> Your tasks
1 – In the thread on plotting F against y, what variable must be replaced with a number before ParametricPlot is used?
2 – Decide whether each statement agrees with the thread on plotting F against y. Answer yes or no for each, and quote the deciding words of the thread.
(a) The ParametricPlot suggestion lets θ run from 0 to 2Pi.
(b) The second comment recommends solving the second equation for F directly.
(c) The last paragraph describes both plotted functions as depending on another parameter.
3 – Carry on the thread on plotting F against y, starting after its final sentence.

> Source excerpt
"""

# Relation between variables

I have the following two equations:

F=-((6 Sqrt[3]
k (1 - \[Lambda]n/Sqrt[
l^2 - 2 Sqrt[3] a^2 Cos[\[Theta]]]) Sin[\[Theta]] Sqrt[
l^2 - a^2 (2 + Sqrt[3] Cos[\[Theta]] + Sin[\[Theta]])])/(
Cos[\[Theta]] - Sqrt[3] Sin[\[Theta]]))


and

y=Sqrt[-(2 + Sqrt[3]) a^2 + l^2] - Sqrt[
l^2 - a^2 (2 + Sqrt[3] Cos[\[Theta]] + Sin[\[Theta]])]


my question is:how can I obtain a relation between F and y in order to plot F as a function of y? when a->7, l->18 and k->1

• You could try ParametricPlot[{y, F}, {θ, 0, 2Pi}], but you will have to replace your variable λn with a number first. – Carl Woll Oct 10 '18 at 15:36
• You can simplify both equations by noticing that TrigFactor[Sqrt[3] Cos[\[Theta]] + Sin[\[Theta]]] == 2 Cos[\[Pi]/6 - \[Theta]]; next, you can use the second equation to solve for theta as a function of y and substitute back in the first equation. – b.gates.you.know.what Oct 10 '18 at 16:51

Using ParametricPlot will allow you to plot will generate a curve using $$f_x$$ (in this case $$F\left(\theta\right)$$) and $$f_y$$ (in this case $$y\left(\theta\right)$$) which are both a function of another parameter ($$\theta$$).

"""

> Data lines
"""

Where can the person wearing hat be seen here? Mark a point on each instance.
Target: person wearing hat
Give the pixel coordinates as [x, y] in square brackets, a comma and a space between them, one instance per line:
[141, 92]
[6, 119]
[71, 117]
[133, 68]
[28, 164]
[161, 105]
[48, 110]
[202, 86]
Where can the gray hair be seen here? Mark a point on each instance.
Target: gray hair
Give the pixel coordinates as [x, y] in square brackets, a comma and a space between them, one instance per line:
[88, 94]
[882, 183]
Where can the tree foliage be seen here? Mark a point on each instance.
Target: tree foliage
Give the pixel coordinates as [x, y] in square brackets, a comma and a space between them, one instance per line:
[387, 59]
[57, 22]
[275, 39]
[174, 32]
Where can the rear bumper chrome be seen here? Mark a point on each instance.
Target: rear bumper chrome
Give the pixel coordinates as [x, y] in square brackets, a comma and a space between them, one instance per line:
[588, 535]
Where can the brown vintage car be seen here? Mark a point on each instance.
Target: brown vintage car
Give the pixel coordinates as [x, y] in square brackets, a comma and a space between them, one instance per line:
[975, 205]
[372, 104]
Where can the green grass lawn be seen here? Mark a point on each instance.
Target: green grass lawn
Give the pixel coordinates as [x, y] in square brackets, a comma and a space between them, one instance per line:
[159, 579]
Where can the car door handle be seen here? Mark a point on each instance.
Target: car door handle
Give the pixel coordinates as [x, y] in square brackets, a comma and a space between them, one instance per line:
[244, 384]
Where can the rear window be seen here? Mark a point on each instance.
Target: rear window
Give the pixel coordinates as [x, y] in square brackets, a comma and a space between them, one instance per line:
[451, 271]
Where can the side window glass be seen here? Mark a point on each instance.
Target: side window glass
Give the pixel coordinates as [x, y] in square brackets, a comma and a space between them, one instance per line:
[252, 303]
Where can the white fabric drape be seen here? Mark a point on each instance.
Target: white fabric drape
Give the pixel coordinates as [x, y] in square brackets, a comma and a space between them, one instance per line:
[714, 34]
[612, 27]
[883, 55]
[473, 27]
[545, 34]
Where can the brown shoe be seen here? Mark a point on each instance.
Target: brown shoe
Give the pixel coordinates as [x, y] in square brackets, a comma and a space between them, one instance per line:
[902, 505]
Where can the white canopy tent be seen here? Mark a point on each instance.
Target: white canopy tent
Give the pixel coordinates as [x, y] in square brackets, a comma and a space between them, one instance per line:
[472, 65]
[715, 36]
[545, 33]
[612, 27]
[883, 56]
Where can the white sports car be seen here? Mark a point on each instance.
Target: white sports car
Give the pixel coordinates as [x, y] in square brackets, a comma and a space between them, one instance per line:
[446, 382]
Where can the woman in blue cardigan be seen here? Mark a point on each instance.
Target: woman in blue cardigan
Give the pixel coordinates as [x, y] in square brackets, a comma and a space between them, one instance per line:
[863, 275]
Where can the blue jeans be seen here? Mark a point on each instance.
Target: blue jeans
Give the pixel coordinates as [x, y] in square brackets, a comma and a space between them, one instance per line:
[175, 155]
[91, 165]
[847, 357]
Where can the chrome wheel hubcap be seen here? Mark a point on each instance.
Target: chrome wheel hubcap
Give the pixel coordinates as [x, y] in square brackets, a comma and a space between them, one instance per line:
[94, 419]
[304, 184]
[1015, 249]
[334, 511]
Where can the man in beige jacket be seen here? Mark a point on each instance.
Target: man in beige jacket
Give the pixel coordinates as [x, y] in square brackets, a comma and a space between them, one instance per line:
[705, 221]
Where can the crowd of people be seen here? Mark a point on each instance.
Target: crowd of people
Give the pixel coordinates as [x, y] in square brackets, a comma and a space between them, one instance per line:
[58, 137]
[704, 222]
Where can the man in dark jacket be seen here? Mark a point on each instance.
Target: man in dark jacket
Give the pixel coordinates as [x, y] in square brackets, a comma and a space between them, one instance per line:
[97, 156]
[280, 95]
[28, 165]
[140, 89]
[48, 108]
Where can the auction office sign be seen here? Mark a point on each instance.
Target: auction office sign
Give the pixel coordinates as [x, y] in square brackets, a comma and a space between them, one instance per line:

"""

> Written responses
1 – The variable λn (written \[Lambda]n).

2 –
(a) Yes: "ParametricPlot[{y, F}, {θ, 0, 2Pi}]"
(b) No: "you can use the second equation to solve for theta as a function of y and substitute back in the first equation"
(c) Yes: "which are both a function of another parameter"

3 –
Here we define the functions given in the original question. Because the user did not specify some of the variables, here I defined the functions such all of the variables may be entered as inputs.

F[a_,l_,k_,n_,\[Lambda]_,\[Theta]_] := ((6 Sqrt[3] k (1 - \[Lambda]* n/Sqrt[l^2 - 2 Sqrt[3] a^2 Cos[\[Theta]]]) Sin[\[Theta]] Sqrt[ l^2 - a^2 (2 + Sqrt[3] Cos[\[Theta]] + Sin[\[Theta]])])/(Cos[\[Theta]] - Sqrt[3] Sin[\[Theta]]))

y[a_, l_, k_, \[Theta]_] := Sqrt[-(2 + Sqrt[3]) a^2 + l^2] - Sqrt[l^2 - a^2 (2 + Sqrt[3] Cos[\[Theta]] + Sin[\[Theta]])]


Next using parametric plot we plot $$F$$ on the y-axis and $$y$$ on the x axis for multiple values of $$n$$, ranging from $$n=\text{nMin}$$ to $$n=\text{nMax}$$, with $$\text{nP}$$ controlling the number of desired $$n$$ values to plot.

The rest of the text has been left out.